### TASK GOAL
Locate every line in the material below that contains the string "frame", and copy each of those lines.
++++ RECORDS SHOWN
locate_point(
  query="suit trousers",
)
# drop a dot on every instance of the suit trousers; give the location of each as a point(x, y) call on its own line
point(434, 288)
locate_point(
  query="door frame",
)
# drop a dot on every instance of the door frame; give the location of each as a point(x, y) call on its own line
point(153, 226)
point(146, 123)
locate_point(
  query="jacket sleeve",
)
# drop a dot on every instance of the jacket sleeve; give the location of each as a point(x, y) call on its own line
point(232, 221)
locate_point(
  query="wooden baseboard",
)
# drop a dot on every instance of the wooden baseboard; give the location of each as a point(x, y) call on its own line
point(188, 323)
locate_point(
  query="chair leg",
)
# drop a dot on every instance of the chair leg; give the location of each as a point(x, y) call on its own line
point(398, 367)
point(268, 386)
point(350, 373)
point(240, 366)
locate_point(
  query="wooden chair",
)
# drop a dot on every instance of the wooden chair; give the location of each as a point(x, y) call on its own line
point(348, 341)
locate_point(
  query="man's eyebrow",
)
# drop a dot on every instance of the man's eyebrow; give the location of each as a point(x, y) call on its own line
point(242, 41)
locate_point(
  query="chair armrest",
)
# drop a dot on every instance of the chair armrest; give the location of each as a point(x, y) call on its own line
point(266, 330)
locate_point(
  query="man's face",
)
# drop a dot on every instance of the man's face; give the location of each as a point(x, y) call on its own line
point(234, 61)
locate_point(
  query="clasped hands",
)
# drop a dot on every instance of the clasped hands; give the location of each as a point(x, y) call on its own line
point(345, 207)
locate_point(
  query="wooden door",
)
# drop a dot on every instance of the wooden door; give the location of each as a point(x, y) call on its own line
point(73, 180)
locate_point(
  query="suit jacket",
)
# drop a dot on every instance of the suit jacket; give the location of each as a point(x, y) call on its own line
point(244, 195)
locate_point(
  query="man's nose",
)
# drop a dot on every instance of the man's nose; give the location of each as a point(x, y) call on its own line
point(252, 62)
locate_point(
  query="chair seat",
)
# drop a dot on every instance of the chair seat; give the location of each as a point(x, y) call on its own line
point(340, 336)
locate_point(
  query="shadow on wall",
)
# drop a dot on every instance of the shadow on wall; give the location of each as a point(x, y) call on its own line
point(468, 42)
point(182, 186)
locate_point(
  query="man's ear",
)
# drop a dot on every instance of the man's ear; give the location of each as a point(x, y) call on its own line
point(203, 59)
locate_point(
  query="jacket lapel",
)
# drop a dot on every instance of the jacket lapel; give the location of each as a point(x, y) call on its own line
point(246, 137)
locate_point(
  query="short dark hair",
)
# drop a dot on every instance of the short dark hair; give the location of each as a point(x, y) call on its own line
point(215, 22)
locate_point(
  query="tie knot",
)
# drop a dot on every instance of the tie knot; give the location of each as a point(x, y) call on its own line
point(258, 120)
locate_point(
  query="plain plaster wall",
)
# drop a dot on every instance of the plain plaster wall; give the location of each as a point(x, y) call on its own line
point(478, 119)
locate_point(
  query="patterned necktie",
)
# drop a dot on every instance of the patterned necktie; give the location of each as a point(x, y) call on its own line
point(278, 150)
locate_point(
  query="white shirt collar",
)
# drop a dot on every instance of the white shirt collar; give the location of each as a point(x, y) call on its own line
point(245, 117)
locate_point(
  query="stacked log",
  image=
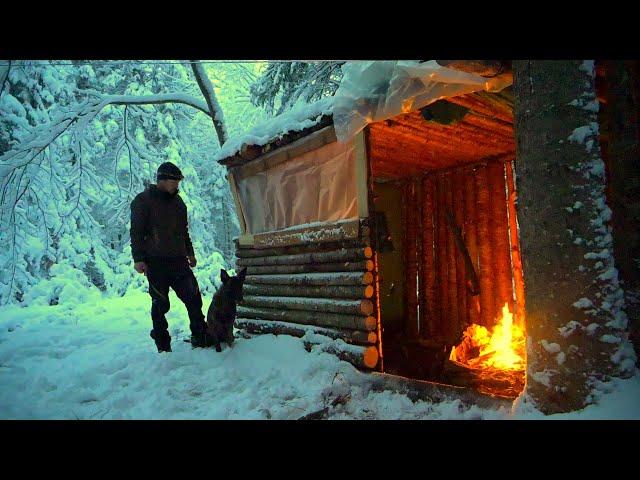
++++++++
### SOLVED EXERCISE
  query="door frame",
# drop a dot on every instance of the door frame; give the location of each as a point(x, y) call on its own line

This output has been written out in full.